- **Stated task**
Work out how many of the lines below contain the string "outline", and reply with that number alone.

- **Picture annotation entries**
+-------+

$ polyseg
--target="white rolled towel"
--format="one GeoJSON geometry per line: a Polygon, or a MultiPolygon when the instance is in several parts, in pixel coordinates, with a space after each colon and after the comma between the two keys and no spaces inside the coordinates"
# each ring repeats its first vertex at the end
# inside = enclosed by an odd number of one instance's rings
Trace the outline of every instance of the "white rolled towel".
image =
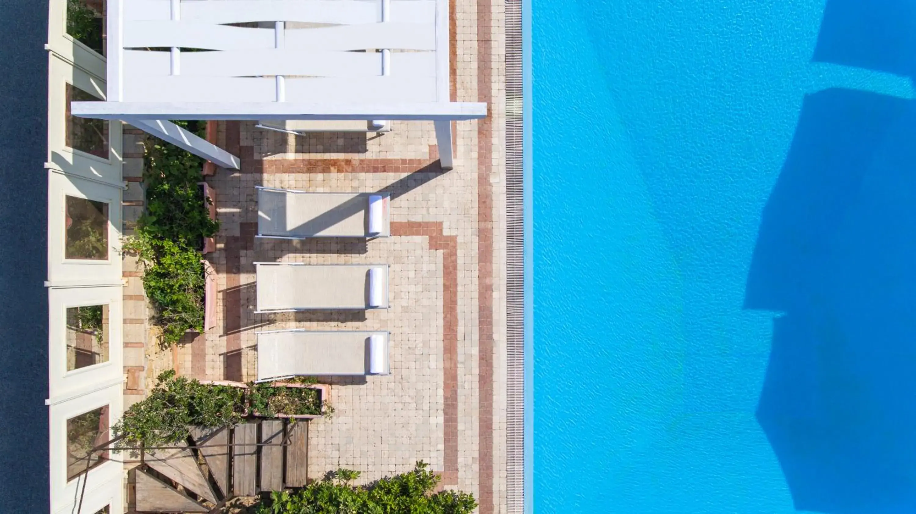
{"type": "Polygon", "coordinates": [[[388,284],[384,268],[369,268],[369,307],[387,307],[388,284]]]}
{"type": "Polygon", "coordinates": [[[369,195],[369,235],[378,235],[385,231],[385,198],[379,194],[369,195]]]}
{"type": "Polygon", "coordinates": [[[382,334],[369,336],[369,375],[388,373],[388,344],[382,334]]]}

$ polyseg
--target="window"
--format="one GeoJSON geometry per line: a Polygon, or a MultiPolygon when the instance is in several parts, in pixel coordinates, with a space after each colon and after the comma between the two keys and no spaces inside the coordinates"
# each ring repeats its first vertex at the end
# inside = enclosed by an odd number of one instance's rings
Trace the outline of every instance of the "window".
{"type": "Polygon", "coordinates": [[[108,441],[108,406],[67,420],[67,479],[108,459],[108,451],[91,452],[108,441]],[[88,467],[87,467],[88,466],[88,467]]]}
{"type": "Polygon", "coordinates": [[[67,34],[104,55],[104,0],[67,0],[67,34]]]}
{"type": "Polygon", "coordinates": [[[65,217],[66,258],[108,258],[108,203],[68,195],[65,217]]]}
{"type": "Polygon", "coordinates": [[[81,118],[71,114],[71,102],[102,102],[73,84],[67,84],[67,130],[68,147],[102,159],[108,159],[108,120],[81,118]]]}
{"type": "Polygon", "coordinates": [[[108,362],[108,306],[67,308],[67,371],[108,362]]]}

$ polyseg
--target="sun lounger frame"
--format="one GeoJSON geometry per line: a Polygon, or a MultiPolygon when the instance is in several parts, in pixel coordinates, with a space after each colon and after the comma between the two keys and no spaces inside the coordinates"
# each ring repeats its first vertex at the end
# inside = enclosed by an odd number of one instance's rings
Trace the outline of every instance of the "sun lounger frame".
{"type": "MultiPolygon", "coordinates": [[[[385,268],[385,307],[372,307],[369,305],[364,305],[362,307],[339,307],[339,306],[322,306],[322,307],[303,307],[303,308],[294,308],[294,309],[256,309],[256,314],[268,314],[273,312],[301,312],[305,311],[376,311],[376,310],[385,310],[391,307],[391,266],[387,264],[307,264],[304,262],[255,262],[255,270],[256,273],[258,266],[333,266],[333,267],[358,267],[358,268],[385,268]]],[[[257,293],[256,291],[255,300],[256,302],[257,293]]]]}

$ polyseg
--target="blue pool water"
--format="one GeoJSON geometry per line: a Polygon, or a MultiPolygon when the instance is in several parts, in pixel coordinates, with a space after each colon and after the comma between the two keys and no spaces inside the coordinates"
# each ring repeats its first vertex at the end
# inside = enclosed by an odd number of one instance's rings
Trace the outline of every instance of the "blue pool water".
{"type": "Polygon", "coordinates": [[[916,3],[532,0],[534,510],[916,509],[916,3]]]}

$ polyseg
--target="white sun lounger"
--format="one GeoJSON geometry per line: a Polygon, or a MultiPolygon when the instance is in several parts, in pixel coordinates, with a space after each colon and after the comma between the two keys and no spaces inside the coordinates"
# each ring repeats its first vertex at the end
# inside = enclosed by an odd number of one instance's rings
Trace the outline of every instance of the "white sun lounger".
{"type": "Polygon", "coordinates": [[[257,186],[257,236],[387,237],[390,194],[306,192],[257,186]]]}
{"type": "Polygon", "coordinates": [[[277,330],[257,334],[257,379],[390,375],[387,332],[277,330]]]}
{"type": "Polygon", "coordinates": [[[256,262],[255,270],[258,312],[388,308],[387,265],[256,262]]]}

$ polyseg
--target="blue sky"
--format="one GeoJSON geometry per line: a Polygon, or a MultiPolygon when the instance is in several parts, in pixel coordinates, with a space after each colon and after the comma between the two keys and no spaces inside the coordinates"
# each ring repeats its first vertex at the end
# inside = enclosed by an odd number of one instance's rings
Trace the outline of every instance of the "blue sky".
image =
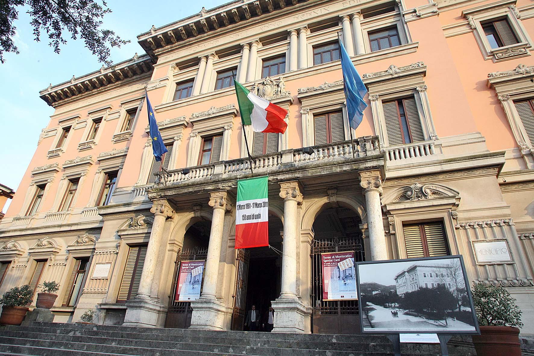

+-------+

- **Solution for this problem**
6